SCHRIFTLICHE AUFGABE – Tausche „concrete balustrade“ gegen „stone balustrade“ aus, und zwar in den Zeilen ab der Zeile mit „Target: woman with backpack“ bis zum Ende der Zeilen. Gib nur diese Zeilen wieder und lass alles andere darin unverändert.

Rohdaten –

────────

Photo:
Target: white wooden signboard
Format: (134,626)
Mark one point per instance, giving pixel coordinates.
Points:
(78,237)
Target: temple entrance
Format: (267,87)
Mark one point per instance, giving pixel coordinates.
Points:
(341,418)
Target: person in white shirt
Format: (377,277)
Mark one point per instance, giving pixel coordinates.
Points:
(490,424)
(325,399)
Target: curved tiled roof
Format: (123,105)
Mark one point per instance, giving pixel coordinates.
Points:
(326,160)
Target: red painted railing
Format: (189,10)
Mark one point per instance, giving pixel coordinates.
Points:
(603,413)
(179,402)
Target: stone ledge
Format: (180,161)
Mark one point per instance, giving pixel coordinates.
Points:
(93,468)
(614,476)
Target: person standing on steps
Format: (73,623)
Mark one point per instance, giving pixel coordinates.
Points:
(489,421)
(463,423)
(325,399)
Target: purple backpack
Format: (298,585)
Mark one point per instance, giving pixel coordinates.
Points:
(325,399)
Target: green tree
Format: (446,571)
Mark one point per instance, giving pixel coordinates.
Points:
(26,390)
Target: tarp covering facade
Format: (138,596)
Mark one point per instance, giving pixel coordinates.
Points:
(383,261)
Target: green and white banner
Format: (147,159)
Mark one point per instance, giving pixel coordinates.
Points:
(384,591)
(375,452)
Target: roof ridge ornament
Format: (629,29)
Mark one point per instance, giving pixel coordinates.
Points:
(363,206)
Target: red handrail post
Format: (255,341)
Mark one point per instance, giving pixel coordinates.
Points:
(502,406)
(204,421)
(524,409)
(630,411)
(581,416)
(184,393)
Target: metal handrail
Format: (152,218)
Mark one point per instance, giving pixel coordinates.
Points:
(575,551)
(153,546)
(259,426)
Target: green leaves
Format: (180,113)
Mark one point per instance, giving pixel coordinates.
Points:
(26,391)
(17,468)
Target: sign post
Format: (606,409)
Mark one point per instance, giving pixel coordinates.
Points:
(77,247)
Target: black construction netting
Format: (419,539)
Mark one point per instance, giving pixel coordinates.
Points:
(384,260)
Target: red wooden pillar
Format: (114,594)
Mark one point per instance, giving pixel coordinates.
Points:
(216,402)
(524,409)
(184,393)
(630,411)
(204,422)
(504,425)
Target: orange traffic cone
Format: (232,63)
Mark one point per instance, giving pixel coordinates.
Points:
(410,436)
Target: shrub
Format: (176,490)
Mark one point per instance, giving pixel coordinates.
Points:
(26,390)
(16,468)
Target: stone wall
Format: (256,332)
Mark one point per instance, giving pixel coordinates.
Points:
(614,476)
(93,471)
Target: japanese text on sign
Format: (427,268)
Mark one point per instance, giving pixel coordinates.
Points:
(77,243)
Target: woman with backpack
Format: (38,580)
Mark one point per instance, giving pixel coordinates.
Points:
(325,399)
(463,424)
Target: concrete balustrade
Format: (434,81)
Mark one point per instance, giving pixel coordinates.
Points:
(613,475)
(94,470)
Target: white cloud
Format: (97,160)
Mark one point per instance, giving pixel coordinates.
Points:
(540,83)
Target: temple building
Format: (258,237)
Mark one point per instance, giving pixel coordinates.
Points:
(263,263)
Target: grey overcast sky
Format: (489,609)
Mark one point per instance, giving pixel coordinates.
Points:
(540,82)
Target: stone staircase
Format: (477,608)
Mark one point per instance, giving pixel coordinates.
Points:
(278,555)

────────

ERGEBNIS DER ÜBUNG –
Target: woman with backpack
Format: (38,580)
Mark one point per instance, giving pixel coordinates.
Points:
(325,399)
(463,424)
Target: stone balustrade
Format: (434,81)
Mark one point per instance, giving pixel coordinates.
Points:
(613,475)
(94,470)
Target: white cloud
Format: (97,160)
Mark one point per instance, giving pixel coordinates.
Points:
(540,83)
Target: temple building
Format: (258,237)
Mark one point per instance, giving pixel coordinates.
Points:
(263,263)
Target: grey overcast sky
Format: (489,609)
Mark one point per instance, giving pixel coordinates.
Points:
(540,82)
Target: stone staircase
Format: (477,608)
Mark one point per instance, giving pixel coordinates.
Points:
(278,555)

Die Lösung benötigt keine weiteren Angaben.